Request 1: In the records, give every line from the one containing "Inventory check — is any sunlit" through the end of the records as a JSON list of strings, one string per line, leaving out blank lines.

Reading text:
— START —

But family life wasn’t all prayer meetings and praise services. 

First, they were all slaves.  And,  on top of that, Daddy was basically an absentee father. 

Moses’ MOTHER hid him from Pharaoh’s death squads.  Moses’ SISTER followed the basket floating down the Nile.  They arranged to keep Moses until he was weaned.   But Daddy?  Amram, Moses’ father, didn’t fight Pharaoh’s guards when they came to investigate reports of an infant birth.  He didn’t help hide the baby.  From the information in Scripture, Amram didn’t do anything.


Maybe he was emotionally disconnected.  Maybe he was worked so hard by his Egyptian overseers that he couldn’t participate in home life.  And maybe slavery broke him.  Maybe they so completely whipped away his hope that he couldn’t even find inspiration in the lives of his children. 

Does this sound familiar?



Don’t believe the lie that broken families is something new to to our times or unique to our ethnicity.

The Bible reports that enslavement and ethnic oppression are designed to breaks men.     When the spirits of the men are broken, women HAVE to step up.  Matriarchy isn’t a new  or progressive paradigm for the family.  Matriarchy is basic survival for oppressed peoples.

— END —

Task input:
— START —

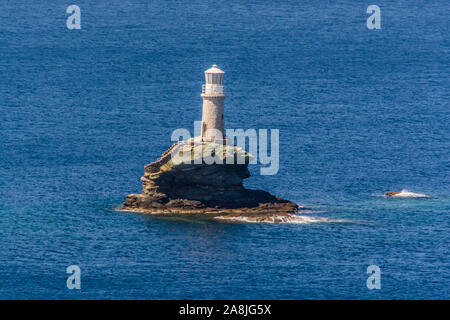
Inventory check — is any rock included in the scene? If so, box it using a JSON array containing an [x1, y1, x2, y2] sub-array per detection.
[[121, 139, 298, 220]]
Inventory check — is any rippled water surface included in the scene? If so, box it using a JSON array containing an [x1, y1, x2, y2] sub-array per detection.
[[0, 0, 450, 299]]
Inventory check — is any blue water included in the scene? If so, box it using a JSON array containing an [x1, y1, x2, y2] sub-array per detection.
[[0, 0, 450, 299]]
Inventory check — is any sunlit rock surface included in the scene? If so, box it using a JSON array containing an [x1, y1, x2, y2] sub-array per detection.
[[121, 139, 298, 221]]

— END —

Request 2: Carry the passage on Moses' family and matriarchy under oppression further, starting right after its final sentence.

Written response 1:
[
  "Inventory check — is any sunlit rock surface included in the scene? If so, box it using a JSON array containing an [x1, y1, x2, y2] sub-array per detection.",
  "[[121, 139, 298, 221]]"
]

Written response 2:
Despite all of this, Miriam, Aaron, and Moses became the leaders of a movement that emancipated a nation of slaves and composed the foundational texts of the Gospel.  Moses’ story proves that the children of brokenness don’t have to become the parents of brokenness. 

To overcome the brokenness you inherited, you have to acknowledge your parents’ sins as sins.     
Exodus 6: 20 states that Moses’ father and mother were nephew and auntie.  
Now Amram took for himself Jochebed, his father’s sister, as wife; and she bore him Aaron and Moses. And the years of the life of Amram were one hundred and thirty-seven (Exodus 6:20).

Up to this point in the Old Testament, marrying such close relatives was uncommon.  Jacob and Isaac married cousins.   Abraham and Sarah were half-brother and sister. 

Yeah, I know.  Eww.

At one point, while dictating the Law to the children of Israel in the wilderness, Moses the great prophet said: 
 The nakedness of your sister, the daughter of your father, or the daughter of your mother, whether born at home or elsewhere, their nakedness you shall not uncover. . .   You shall not uncover the nakedness of your father’s sister; she is near of kin to your father. You shall not uncover the nakedness of your mother’s sister, for she is near of kin to your mother (Leviticus 18:9, 12-13).

That's a euphemistic way of saying:  God doesn’t want men  hooking up with their aunties.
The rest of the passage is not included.